## Requirements
1. Summarize the message about alist and hash table speed in two sentences.
2. Rework the message about alist and hash table speed, giving everything from "On Tue, Nov" down to "my 3d coordinates." with "tessellation" replaced by "triangulation".
3. Proceed with the message about alist and hash table speed, picking up from its final sentence.

## Document segment
===============

On Tue, Nov 12, 2013 at 02:33:23PM +0400, Loïc Faure-Lacroix wrote:
> 
> For a tessellation function, I believe I should use a hash table or a alist 
> to save the index of some points to prevent duplicates. Yesterday I felt I 
> should test how fast would the hash-table work to index my 3d coordinates. 
> For that reason, I wrote that small benchmark and realized that the 
> destructive function on alist gives impressive speed agains the non 
> destructive loop. The hash table gives results that are close to the alist 
> (destructive).
> 
> To use the alist, I’d have to implement a hashing function which could then 
> give results pretty similar to the hash table. But the non destructive alist 
> scares me a little. 
> 
> To do the same job, it takes 650s for the non destructive function and 0.014s 
> for the use of destructive “alist-update!”. Anyone can explain why is this so 
> slow?

===============

## Data section
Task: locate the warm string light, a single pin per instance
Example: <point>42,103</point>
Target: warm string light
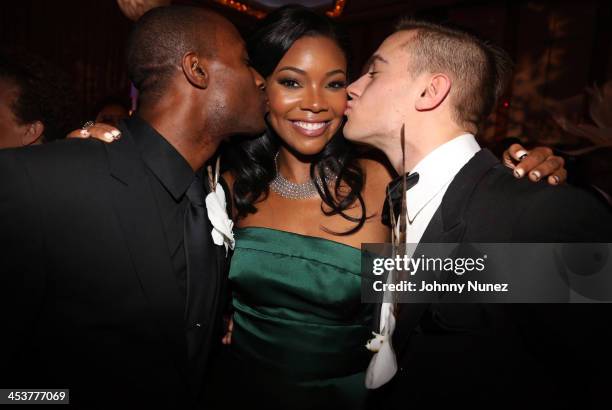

===============

## Answers for the exercise
1. While planning a tessellation function, the writer benchmarked a hash table and an alist for indexing 3D coordinates to prevent duplicate points, and found that the destructive alist function far outpaced the non-destructive loop, with the hash table coming close to the destructive alist. Because the same job takes 650s without destruction but only 0.014s with "alist-update!", the writer asks why the non-destructive version is so slow.

2.
On Tue, Nov 12, 2013 at 02:33:23PM +0400, Loïc Faure-Lacroix wrote:
> 
> For a triangulation function, I believe I should use a hash table or a alist 
> to save the index of some points to prevent duplicates. Yesterday I felt I 
> should test how fast would the hash-table work to index my 3d coordinates.

3.
> 
> http://paste2.org/ng2fbFyk
> 
> Also what is the big difference between alist and a hash-table other than 
> alist doesn’t seem to hash objects. After testing again, I realize that 
> “alist-update!” isn’t even adding new element to the current list.

alist-update! will simply set the cdr if it finds it, otherwise cons it
onto the front of the list.  That makes it O(n) to locate the key, and
O(1) to update/insert.

alist-update will take O(n) to locate the key just like alist-update!,
but when it finds the entry, it will need to build a new list with
the entry replaced at the same position.  That means it's O(n) to update
(for new keys it's O(1), they can just be consed onto the front).
In total, that's O(2n).  The major extra time you see can not be
explained due to that, but the output of time gives a clear hint.
The performance hit is due to the extra garbage this creates: if
you need to replace the last item in a list of length N, it will need
to create N new pairs, thereby ensuring that all the pairs of the whole
original list are now garbage to be collected.  This puts a lot of
pressure on the GC.

By the way: you can gain another performance boost by not using alist-ref
twice, but caching the old value in a LET.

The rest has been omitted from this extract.